-- Begin Selected excerpt --

Adding Stroke to Web Text

12 Sep

Fonts on the web are essentially vector based graphics. That’s why you can display them at 12px or 120px and they remain crisp and relatively sharp-edged. Vector means that their shape is determined by points and mathematics to describe the shape, rather than actual pixel data. Because they are vector, it would make sense if we could do things that other vector programs (e.g. Adobe Illustrator) can do with vector text, like draw a stroke around the individual characters. Well, we can! At least in WebKit. Example:

h1 {
   -webkit-text-stroke-width: 1px;
   -webkit-text-stroke-color: black;
}

Or shorthand:

h1 {
   -webkit-text-stroke: 1px black;
}

Right away, I’m sure you are thinking: “Cool, but only WebKit supports, this, so if I set my text color to white and my background is white, the stroke makes it look cool in WebKit but disappears in other browsers!”

-- End Selected excerpt --
-- Begin Data provided --

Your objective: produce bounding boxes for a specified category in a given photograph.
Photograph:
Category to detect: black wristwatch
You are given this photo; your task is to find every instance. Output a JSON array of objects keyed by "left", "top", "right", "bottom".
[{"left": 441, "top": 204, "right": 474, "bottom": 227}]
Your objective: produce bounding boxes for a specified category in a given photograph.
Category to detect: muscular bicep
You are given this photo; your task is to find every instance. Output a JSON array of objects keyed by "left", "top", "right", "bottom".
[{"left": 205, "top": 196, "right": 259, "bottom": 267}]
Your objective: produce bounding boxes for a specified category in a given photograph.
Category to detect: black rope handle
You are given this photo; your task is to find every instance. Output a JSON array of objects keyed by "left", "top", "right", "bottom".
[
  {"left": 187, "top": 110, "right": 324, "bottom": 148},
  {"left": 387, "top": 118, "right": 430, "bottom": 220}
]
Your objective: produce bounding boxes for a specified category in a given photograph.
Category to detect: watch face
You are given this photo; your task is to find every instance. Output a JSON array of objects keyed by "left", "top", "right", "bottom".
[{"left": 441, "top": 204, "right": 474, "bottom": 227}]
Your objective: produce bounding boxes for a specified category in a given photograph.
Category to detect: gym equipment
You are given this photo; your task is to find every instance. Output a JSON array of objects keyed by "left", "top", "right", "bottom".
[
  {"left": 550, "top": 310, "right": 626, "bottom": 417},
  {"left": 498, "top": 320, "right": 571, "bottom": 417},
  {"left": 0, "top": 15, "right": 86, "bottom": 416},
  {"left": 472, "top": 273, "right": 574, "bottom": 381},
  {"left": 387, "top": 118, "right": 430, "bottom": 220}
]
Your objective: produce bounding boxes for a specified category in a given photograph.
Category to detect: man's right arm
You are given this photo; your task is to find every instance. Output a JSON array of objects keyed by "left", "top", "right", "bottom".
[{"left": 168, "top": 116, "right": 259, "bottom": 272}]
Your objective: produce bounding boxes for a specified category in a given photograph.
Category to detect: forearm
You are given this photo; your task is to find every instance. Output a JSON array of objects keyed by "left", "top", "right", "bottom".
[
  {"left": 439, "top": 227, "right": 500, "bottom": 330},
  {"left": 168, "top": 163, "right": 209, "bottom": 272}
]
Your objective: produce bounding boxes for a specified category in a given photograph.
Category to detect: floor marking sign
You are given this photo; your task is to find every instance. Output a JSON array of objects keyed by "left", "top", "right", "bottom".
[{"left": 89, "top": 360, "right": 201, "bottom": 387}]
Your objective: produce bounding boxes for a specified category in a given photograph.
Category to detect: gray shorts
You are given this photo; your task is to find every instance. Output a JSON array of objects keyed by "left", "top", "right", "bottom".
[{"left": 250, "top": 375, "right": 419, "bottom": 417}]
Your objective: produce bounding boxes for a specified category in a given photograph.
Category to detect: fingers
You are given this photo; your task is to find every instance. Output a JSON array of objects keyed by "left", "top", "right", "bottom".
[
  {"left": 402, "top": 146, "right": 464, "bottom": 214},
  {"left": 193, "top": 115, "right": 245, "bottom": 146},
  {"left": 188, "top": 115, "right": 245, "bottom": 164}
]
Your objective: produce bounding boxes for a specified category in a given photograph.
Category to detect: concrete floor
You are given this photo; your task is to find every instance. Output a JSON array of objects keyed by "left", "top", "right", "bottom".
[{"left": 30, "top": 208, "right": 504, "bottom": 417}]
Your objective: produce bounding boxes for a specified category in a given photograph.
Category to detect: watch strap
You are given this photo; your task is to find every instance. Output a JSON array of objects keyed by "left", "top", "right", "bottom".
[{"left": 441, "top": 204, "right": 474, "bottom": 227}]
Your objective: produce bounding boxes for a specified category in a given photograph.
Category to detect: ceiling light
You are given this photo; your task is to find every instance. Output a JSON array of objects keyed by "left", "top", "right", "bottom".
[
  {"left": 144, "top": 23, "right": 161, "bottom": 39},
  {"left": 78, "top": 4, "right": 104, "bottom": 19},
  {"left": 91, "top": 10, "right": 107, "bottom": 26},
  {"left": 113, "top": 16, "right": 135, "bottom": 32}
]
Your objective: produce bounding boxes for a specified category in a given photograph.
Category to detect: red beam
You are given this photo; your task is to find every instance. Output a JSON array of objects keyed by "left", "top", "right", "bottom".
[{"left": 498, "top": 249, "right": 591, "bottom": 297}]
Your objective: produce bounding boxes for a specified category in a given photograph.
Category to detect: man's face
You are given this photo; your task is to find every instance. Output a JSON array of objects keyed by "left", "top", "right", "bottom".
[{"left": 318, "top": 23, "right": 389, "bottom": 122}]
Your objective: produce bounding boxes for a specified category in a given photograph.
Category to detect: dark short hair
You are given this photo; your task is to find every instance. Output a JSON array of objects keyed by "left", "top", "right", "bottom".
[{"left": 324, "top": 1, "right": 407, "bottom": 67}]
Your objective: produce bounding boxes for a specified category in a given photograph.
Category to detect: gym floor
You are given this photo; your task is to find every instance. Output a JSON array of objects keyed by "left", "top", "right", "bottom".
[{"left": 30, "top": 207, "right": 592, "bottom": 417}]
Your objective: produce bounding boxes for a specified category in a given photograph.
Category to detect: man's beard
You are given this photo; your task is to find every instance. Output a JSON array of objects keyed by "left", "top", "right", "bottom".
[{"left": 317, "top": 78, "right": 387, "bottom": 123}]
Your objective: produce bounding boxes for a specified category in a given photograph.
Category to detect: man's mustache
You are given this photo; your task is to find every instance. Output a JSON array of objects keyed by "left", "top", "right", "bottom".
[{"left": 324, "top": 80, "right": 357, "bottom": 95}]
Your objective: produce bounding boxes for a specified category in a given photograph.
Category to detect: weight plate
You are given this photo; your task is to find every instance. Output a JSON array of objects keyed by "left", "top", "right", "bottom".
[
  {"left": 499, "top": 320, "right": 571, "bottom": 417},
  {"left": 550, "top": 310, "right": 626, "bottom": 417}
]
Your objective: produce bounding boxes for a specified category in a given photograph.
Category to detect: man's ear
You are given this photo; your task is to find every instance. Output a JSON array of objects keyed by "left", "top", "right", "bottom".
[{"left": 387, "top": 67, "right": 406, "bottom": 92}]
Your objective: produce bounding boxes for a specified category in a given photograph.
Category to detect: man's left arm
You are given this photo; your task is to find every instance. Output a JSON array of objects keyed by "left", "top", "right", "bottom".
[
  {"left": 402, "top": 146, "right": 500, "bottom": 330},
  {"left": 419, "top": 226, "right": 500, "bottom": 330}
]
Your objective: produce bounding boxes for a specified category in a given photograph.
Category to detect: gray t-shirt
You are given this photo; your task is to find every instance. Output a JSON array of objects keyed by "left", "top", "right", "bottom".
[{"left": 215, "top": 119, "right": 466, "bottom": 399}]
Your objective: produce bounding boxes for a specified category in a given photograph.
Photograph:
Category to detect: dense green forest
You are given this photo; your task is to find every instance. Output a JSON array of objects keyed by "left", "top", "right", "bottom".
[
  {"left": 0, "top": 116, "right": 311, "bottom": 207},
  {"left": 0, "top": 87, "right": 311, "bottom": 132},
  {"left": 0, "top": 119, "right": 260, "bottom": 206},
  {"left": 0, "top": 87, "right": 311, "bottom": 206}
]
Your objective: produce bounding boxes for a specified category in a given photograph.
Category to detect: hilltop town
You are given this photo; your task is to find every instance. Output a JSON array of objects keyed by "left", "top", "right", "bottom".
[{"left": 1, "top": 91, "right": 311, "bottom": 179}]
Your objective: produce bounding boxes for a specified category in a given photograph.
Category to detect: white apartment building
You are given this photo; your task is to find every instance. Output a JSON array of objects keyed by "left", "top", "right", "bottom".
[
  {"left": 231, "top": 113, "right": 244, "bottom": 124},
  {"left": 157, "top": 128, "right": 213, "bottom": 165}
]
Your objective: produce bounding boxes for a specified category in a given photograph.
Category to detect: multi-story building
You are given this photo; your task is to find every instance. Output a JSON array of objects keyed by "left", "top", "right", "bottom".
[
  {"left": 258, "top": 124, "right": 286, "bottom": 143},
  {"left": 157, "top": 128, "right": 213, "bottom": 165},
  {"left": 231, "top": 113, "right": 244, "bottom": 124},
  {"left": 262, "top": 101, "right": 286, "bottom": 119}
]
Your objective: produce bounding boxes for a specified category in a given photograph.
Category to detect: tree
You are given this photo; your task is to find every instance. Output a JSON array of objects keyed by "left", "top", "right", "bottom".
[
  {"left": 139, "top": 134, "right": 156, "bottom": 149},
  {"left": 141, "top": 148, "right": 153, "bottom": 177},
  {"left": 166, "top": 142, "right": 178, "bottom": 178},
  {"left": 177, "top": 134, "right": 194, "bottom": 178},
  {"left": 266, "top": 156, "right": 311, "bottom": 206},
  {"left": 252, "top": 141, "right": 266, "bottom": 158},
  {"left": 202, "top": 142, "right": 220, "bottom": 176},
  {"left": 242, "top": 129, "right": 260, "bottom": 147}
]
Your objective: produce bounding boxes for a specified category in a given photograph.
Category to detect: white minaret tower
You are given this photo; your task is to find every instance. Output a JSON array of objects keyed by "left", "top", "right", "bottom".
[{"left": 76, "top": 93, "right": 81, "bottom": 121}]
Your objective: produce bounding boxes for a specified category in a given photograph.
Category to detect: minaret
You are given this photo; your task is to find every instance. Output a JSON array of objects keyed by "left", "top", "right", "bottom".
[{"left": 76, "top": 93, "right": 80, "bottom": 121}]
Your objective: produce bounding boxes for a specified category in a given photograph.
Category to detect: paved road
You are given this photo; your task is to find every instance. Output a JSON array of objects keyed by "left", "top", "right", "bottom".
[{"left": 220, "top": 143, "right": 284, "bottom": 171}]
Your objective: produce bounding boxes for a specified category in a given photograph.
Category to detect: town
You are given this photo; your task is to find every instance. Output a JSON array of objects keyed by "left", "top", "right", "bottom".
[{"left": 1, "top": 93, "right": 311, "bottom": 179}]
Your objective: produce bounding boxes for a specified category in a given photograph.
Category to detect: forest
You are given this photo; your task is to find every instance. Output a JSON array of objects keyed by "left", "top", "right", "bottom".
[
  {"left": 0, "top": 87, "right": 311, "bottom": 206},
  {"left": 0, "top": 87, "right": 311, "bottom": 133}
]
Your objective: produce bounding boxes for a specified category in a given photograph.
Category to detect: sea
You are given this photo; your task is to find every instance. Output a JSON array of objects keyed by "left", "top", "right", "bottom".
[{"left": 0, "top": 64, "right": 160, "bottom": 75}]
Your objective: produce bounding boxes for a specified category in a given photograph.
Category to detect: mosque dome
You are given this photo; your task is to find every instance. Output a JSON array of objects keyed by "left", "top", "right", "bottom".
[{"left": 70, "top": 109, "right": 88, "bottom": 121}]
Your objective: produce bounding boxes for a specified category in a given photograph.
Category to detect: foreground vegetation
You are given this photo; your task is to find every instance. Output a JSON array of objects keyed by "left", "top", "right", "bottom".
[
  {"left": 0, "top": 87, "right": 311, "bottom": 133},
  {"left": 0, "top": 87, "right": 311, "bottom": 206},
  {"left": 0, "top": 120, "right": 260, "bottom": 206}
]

-- End Data provided --

• Written task A: List every CSS property that appears in the code samples of the article on adding stroke to web text.
• Written task B:
Please answer these questions using the article on adding stroke to web text:
(i) Which two font sizes does it give as examples of text staying crisp?
(ii) Which vector program does it name?
(iii) What width and color does the shorthand rule set?
• Written task C:
Decide whether each statement agrees with the article on adding stroke to web text, and quote the words that settle it:
(i) A font's shape is defined by actual pixel data.
(ii) Stroking text works at least in WebKit.
(iii) The article is dated 12 Sep.

• Answer A:
-webkit-text-stroke-width
-webkit-text-stroke-color
-webkit-text-stroke

• Answer B:
(i) 12px and 120px
(ii) Adobe Illustrator
(iii) 1px and black

• Answer C:
(i) No. "their shape is determined by points and mathematics to describe the shape, rather than actual pixel data"
(ii) Yes. "At least in WebKit."
(iii) Yes. "12 Sep"